======== Passage to read
# Greeting On-leash



## davetgabby (Dec 29, 2007)

Watching how dogs greet each other when off-leash in a dog park may help you understand why it’s so much harder for 

them to interact on-leash. Unrestrained, sociable dogs usually approach each another in an arc, coming together 

gradually, wagging, soft-eyed and displaying other signs of friendly interest. They circle and sniff each other’s 

faces and then hindquarters before deciding whether to move on or play together. You’ll also notice that the dog 

who forgoes this greeting ritual and instead barges straight up to other dogs is the one who tends to get into 

arguments or fights.
Contrast this scenario with two dogs meeting on a sidewalk. These dogs are forced to approach head-on, so they’re 

more likely to make direct eye contact with each other. These are very threatening gestures in dog body language. 

Both dogs are probably pulling hard toward one another, with leashes tight. The strangling sensation of tightening 

collars adds to the dogs’ tension. As the people walking the dogs become more apprehensive, they may start jerking 

the leashes and muttering things like “Be NICE!” This likely confirms to the dogs that a threatening situation is 

at hand. Is it any wonder that there’s often an explosion when these two frustrated dogs finally meet?
Christine Hibbard, CTC, CPDT

You’re out on a relaxing walk with your dog when you see another owner walking towards you with their dog. The 

owner says to you, “can our dogs say hello”? How do you decide whether allowing your dog to greet a strange dog on 

leash is a good idea? After all, some of these greetings go beautifully with both dogs and owners parting company 

with a smile. Other greetings with dogs on leash go horribly wrong with both dogs and owners leaving the scene 

upset with pulses racing. What went wrong?
If you’re not sure how your dog will react to an unfamiliar dog on leash, my advice is simply don’t do it. You owe 

it to your dog to be their advocate and enough scary encounters with other dogs can result in your dog developing 

negative associations with other dogs. That’s something none of us wants to happen.

But what if your dog loves other dogs? How do you decide if that unknown dog will enjoy meeting your dog? After 

all, how many times have we said “yes” to the “can our dogs meet?” question and had the encounter go wrong? Here 

are some tips for making this dog/dog greeting decision and some tips on keeping the encounter a pleasant one.

How is the other dog looking at your dog? Is the other dog staring at your dog silently without looking away? Just 

say “no”. Polite dogs look and then look away, look and look away, they don’t stare. Is the other dog avoiding 

looking at your dog completely? Just say “no.” Some dogs won’t look away from your dog because they are anxious or 

fearful and there could be other reasons they can’t look away. Regardless, it’s still a “just say no” response to a 

dog/dog greeting.
================
▶ [Requirements]: Translate this sentence from the post about leashed dog greetings into Spanish: "The strangling sensation of tightening collars adds to the dogs’ tension."
======== Data excerpts
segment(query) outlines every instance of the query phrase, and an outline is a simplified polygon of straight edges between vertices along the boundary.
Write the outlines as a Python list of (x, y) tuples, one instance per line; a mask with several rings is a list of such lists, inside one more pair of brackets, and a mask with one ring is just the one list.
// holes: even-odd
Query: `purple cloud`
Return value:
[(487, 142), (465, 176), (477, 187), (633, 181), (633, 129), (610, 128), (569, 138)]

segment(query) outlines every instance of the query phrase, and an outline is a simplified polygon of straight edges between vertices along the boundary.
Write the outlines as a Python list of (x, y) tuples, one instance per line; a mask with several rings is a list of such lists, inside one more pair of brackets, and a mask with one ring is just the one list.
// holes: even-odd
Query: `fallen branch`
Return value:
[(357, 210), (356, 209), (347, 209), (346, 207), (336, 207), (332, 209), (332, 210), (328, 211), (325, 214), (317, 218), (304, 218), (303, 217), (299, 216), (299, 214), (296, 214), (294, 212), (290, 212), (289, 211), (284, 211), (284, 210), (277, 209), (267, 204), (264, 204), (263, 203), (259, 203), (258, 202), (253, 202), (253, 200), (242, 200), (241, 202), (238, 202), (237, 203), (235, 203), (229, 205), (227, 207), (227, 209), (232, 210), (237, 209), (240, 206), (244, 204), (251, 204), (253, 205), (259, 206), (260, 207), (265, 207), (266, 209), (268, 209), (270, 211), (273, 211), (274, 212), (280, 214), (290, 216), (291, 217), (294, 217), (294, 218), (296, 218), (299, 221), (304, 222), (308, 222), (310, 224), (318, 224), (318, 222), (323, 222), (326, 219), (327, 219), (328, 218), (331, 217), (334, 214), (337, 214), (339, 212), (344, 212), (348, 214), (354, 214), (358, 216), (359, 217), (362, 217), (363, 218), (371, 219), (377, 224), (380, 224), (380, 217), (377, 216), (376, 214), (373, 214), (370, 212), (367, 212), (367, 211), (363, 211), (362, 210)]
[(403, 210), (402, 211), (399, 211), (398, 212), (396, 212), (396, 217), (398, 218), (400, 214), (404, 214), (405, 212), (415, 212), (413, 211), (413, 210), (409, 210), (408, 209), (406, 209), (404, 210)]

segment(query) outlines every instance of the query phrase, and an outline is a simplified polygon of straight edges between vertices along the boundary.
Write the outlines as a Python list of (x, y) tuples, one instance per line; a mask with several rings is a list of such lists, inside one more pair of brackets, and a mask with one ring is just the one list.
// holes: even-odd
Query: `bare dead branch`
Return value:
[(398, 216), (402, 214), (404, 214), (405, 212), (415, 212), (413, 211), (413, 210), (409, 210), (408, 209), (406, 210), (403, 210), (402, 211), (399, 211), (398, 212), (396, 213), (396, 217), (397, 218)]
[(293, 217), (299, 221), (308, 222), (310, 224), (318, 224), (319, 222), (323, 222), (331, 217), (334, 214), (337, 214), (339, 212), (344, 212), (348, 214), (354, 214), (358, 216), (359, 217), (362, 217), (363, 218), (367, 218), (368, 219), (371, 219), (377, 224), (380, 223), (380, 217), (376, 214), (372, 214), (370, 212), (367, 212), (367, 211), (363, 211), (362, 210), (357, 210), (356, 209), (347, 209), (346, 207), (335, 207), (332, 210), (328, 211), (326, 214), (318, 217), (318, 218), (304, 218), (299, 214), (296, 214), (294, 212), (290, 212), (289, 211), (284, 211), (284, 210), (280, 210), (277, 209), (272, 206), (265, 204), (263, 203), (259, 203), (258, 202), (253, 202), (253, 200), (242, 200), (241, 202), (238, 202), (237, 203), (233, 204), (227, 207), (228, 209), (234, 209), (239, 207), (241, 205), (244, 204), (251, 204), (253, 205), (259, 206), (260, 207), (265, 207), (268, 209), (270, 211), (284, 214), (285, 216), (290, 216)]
================
▶ [Written response]: La sensación de estrangulamiento que producen los collares al apretarse aumenta la tensión de los perros.